OBJECTIVE = Return every line of the listing below verbatim, with no changes.

★ ★ ★

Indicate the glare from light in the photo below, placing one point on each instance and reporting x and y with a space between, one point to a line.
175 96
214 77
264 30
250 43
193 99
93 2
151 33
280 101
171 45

★ ★ ★

RESULT =
Indicate the glare from light in the photo below, placing one point on each instance and reporting x and y with a space between, one point to a line.
175 96
214 77
264 30
250 43
193 99
93 2
151 33
280 101
171 45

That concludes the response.